***** DATA SHOWN *****
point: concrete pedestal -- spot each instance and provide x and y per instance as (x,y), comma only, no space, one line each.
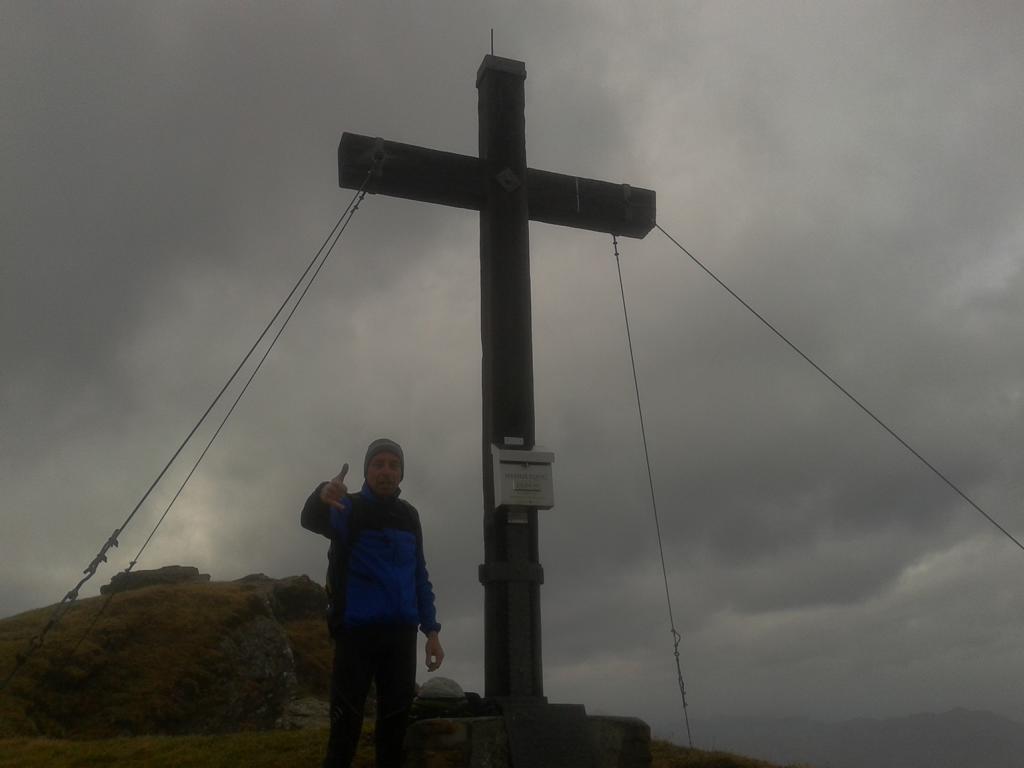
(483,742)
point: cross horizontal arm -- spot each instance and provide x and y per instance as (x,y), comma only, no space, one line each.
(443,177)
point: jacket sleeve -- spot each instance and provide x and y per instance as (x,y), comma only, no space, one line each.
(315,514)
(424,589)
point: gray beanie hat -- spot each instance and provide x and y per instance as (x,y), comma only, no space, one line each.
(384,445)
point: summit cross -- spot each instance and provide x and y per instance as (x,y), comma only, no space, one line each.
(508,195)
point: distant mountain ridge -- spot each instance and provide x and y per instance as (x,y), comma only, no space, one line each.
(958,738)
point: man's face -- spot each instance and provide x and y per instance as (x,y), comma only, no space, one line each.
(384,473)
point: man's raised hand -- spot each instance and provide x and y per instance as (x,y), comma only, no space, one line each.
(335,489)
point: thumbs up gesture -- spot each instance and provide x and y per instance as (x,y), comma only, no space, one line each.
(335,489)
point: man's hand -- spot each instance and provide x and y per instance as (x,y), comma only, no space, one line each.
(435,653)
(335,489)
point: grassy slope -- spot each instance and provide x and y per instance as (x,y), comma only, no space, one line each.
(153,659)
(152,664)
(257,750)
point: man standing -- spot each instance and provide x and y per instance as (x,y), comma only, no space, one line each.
*****
## WORK TO COMPLETE
Give back, word for word, only the lines from the one containing "point: man's face" through the closing line of the entries.

## EXPECTED ANSWER
point: man's face -- spot each instance and provide x and y per instance as (x,y), comma only, no space, one line each.
(384,473)
point: man's raised hand -- spot each instance and provide x and y per instance as (x,y), comma only, no space, one line each.
(335,489)
point: thumbs up gesture -- spot each instance and provide x and y per instance as (x,y), comma only, no space, one line each.
(335,489)
point: man's hand -- spot each instance and provide x and y per instance as (x,y), comma only, no space, one line each.
(435,653)
(335,489)
point: grassy slope -- spot each instance and provide x and y per instance as (x,y), comma only, no space, one line each.
(153,659)
(152,664)
(257,750)
point: man standing -- spot each instance and provide x and y per instance as (x,y), comma only, no space, one line each.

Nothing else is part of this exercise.